=== Section Start ===

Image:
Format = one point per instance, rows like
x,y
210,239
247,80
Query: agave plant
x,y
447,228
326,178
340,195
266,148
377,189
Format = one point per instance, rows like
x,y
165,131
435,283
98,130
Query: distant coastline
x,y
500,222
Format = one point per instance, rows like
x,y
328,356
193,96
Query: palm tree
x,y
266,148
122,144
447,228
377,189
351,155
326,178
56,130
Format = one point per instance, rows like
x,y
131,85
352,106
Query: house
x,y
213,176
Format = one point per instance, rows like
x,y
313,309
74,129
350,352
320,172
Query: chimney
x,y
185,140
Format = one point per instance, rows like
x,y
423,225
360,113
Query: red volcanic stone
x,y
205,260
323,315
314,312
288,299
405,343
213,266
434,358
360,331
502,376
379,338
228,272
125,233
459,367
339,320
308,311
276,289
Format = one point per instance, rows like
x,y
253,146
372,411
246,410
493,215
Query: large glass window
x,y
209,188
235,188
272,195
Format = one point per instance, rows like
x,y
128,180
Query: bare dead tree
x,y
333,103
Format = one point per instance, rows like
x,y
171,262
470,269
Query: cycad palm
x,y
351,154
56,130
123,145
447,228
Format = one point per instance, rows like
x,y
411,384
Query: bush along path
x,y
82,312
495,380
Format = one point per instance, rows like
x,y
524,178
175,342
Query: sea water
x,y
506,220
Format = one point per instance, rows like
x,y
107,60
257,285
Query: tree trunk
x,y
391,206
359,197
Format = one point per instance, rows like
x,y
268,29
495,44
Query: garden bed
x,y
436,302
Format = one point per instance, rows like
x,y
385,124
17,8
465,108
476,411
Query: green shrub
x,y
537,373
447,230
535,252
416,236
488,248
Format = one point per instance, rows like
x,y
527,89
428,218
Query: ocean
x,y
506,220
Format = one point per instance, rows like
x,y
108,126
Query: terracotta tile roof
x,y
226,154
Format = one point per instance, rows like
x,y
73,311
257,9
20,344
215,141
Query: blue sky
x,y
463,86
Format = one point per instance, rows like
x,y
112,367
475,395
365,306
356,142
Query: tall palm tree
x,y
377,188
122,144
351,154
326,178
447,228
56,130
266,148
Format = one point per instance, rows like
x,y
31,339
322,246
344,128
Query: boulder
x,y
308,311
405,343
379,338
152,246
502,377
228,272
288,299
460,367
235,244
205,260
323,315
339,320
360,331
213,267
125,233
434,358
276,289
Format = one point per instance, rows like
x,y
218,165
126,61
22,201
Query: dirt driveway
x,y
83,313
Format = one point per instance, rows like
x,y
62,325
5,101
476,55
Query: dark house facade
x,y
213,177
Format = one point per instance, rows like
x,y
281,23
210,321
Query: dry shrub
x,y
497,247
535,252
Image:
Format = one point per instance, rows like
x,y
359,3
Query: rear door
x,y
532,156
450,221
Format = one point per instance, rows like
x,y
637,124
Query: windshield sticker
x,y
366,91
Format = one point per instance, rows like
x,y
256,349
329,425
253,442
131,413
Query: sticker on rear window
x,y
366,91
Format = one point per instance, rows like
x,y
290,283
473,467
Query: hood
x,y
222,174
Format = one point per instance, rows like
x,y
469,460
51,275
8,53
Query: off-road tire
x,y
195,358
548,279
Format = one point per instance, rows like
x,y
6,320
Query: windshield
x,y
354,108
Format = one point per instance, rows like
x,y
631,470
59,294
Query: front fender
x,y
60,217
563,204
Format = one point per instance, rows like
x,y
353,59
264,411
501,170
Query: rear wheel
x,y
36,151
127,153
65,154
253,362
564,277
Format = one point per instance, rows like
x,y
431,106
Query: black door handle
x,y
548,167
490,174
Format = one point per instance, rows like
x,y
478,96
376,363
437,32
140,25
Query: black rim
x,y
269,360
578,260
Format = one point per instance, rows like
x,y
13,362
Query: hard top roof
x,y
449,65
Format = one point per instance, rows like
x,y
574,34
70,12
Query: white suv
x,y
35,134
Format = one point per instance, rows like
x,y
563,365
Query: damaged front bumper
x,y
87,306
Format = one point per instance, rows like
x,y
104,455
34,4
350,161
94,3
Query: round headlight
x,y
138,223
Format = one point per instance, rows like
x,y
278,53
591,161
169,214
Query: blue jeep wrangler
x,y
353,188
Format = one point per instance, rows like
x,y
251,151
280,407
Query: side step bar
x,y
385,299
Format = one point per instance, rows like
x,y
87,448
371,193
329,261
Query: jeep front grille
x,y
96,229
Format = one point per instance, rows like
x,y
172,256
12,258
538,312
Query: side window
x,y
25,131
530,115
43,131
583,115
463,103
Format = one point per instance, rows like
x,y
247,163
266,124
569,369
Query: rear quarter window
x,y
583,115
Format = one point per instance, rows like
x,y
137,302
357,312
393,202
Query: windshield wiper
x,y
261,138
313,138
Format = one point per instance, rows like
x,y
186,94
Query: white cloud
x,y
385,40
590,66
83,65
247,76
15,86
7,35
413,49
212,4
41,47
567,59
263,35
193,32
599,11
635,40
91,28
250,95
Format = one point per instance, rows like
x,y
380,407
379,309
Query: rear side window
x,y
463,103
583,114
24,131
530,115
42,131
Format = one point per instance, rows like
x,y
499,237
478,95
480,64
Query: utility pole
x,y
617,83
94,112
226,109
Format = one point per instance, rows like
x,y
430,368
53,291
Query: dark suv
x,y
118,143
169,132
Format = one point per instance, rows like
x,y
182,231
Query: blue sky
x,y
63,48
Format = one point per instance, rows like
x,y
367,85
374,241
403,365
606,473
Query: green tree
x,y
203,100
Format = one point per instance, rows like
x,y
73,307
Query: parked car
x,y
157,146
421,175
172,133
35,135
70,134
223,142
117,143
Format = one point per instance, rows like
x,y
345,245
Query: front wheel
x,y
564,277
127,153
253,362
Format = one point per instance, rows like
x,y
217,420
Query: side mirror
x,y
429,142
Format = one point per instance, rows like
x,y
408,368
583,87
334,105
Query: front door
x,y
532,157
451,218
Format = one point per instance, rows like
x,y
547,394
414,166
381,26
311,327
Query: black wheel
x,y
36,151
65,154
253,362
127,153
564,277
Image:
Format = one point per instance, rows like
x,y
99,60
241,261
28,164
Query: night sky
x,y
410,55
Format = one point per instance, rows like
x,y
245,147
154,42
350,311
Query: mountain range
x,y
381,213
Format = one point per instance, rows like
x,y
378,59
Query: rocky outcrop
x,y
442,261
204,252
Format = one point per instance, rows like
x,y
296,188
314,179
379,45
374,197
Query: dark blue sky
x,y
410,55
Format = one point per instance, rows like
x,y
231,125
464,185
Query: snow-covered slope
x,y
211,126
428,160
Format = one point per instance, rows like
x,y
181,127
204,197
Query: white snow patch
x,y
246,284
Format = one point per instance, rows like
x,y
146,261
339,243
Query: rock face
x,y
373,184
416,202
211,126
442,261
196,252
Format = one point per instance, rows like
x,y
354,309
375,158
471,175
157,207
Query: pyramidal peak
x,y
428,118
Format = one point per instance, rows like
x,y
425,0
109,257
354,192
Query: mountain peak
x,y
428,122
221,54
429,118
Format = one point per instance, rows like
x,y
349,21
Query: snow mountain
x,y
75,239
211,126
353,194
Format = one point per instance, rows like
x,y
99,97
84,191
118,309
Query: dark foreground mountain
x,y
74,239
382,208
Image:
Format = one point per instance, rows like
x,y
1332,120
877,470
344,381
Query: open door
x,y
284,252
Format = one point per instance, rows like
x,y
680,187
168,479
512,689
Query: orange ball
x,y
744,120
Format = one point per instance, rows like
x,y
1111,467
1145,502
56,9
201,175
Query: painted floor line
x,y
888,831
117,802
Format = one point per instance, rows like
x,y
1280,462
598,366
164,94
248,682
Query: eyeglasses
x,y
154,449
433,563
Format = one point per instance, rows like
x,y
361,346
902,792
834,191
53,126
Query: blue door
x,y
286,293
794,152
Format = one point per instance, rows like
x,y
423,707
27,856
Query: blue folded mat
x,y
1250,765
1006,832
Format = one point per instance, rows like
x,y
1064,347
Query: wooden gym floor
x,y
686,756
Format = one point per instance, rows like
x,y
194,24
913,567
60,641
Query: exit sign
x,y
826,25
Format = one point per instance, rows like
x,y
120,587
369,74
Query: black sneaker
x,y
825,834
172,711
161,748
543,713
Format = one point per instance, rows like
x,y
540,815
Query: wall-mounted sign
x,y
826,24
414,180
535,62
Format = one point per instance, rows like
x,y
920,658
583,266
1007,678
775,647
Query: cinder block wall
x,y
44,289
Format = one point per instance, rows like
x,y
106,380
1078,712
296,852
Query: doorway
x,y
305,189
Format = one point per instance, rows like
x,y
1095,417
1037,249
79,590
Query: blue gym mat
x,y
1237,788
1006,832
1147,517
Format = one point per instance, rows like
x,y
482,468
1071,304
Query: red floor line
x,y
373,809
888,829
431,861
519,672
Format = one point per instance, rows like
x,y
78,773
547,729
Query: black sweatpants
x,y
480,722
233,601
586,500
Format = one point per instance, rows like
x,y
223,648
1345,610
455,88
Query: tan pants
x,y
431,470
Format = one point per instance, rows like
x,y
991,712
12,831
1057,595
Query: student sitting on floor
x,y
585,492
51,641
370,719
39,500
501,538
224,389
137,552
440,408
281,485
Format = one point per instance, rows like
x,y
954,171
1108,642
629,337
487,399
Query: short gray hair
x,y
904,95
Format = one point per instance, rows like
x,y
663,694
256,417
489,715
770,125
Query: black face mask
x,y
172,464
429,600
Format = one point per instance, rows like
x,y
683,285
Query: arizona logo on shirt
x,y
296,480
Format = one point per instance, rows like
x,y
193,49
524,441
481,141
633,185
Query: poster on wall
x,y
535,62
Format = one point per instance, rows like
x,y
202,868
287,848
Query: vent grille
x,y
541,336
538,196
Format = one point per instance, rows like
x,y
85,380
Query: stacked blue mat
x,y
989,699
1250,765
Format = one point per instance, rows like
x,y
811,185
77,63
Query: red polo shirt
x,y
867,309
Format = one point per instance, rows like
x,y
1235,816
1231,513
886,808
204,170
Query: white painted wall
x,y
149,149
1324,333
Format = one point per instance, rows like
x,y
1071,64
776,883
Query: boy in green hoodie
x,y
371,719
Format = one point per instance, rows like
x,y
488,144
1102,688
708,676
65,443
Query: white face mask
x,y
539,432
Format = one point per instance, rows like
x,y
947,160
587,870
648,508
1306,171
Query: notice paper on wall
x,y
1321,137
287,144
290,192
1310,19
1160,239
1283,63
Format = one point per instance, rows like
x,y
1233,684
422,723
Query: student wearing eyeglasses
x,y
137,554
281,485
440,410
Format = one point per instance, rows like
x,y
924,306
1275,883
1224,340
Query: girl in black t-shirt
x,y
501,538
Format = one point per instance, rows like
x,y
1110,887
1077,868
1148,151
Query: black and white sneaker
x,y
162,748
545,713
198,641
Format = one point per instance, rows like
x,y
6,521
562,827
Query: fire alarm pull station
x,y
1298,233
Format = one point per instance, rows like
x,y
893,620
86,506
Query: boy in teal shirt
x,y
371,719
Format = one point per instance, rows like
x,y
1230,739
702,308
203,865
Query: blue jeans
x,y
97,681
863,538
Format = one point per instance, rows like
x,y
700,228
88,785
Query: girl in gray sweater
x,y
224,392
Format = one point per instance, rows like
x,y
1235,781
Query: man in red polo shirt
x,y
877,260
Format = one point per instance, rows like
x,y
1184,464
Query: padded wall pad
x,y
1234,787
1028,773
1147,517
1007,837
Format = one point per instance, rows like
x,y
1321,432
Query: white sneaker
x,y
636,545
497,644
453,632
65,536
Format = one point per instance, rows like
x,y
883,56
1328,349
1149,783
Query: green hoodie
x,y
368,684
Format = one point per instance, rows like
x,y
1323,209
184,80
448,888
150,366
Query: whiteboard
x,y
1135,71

=== Section End ===

Work item: From the line that contains "Query: padded wall pad" through the final line of the material, copy every line exactly, including both ends.

Solution to this exercise:
Query: padded wall pad
x,y
1234,787
1028,773
1147,517
1007,837
Format = one point per instance, rows like
x,y
1321,432
Query: white sneaker
x,y
636,545
497,644
453,632
65,536
Format = one point per instance, rows like
x,y
883,56
1328,349
1149,783
Query: green hoodie
x,y
368,684
Format = one point per instance, rows like
x,y
1323,209
184,80
448,888
150,366
Query: whiteboard
x,y
1135,71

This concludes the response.